**Your goal**
Please give the passage on squalane below again, starting at "Due diligence involves" and ending at "skin care routine.", with "acne-prone skin" swapped for "sensitive skin".

**Excerpt**
------------------------------------------------------------------------

Whether you’re looking for an effective acne treatment or are far along in your journey to find the perfect moisturizer for your skin, there will always be cool new products on the market begging to be bought.
From miracle elixirs, to organic age-old remedies and futuristic “patent pending” pharmaceutical formulas, it’s always something — or someone — just waiting to change your skin forever.
And you sit there and think: “what do I have to lose?”
Well, money, first of all. But in addition to potentially throwing your money away, buying a skin care product just because it’s “hot” or your favorite social media influencer uses it could make your skin worse off than it was before.
Due diligence involves getting background on a product before you “add to cart.” When it comes to squalane oil, you’ll likely find it to be safe for acne-prone skin, but not pack any magical anti-acne powers. Read on for details and to help decide if squalane is a good addition to your skin care routine.
Squalane is a colorless, odorless, and tasteless oil. It naturally occurs in the fatty layers of your skin, in small amounts. Commercially, for use in cosmetics and other products, it is derived from the very similarly spelled squalene oil.
Research suggests that squalene accounts for up to 13 percent of the total fats produced by your oil (sebaceous) glands. However, in order to make commercial products, human squalene oil or sebum aren’t used.
Historically, squalene was derived from shark liver oil. Then, it could be converted to squalane through the process of hydrogenation. Now, however, most squalane is converted from squalene found in plant oils.
Squalane is used in cosmetic products such as conditioners, lotions, lipsticks, sunscreens, bath oils, face oils, foundations and other creams. It’s said to have a high capacity for penetration, and is used to increase the absorption of other active ingredients in such products.

------------------------------------------------------------------------

**Dataset extract**
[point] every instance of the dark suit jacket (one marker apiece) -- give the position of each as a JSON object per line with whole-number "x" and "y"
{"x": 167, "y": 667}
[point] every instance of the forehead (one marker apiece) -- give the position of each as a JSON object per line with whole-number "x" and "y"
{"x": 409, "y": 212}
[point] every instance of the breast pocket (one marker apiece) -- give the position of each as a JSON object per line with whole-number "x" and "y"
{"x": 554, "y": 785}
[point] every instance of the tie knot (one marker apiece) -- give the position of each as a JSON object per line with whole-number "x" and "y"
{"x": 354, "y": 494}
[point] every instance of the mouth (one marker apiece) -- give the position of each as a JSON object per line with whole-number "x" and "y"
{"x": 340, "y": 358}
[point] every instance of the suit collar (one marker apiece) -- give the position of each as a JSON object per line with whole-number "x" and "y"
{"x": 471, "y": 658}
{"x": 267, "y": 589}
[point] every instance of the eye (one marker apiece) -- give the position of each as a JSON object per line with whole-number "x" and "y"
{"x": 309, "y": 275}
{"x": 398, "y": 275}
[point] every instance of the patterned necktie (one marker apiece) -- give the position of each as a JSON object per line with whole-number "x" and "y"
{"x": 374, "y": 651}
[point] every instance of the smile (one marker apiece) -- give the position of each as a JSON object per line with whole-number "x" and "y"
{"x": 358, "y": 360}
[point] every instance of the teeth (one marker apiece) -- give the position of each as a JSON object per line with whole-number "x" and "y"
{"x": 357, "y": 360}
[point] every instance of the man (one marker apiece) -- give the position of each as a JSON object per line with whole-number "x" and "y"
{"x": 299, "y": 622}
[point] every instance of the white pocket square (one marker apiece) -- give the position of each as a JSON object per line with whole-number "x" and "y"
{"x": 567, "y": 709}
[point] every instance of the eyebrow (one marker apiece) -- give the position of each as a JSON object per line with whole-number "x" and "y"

------------------------------------------------------------------------

**Result of this exercise**
Due diligence involves getting background on a product before you “add to cart.” When it comes to squalane oil, you’ll likely find it to be safe for sensitive skin, but not pack any magical anti-acne powers. Read on for details and to help decide if squalane is a good addition to your skin care routine.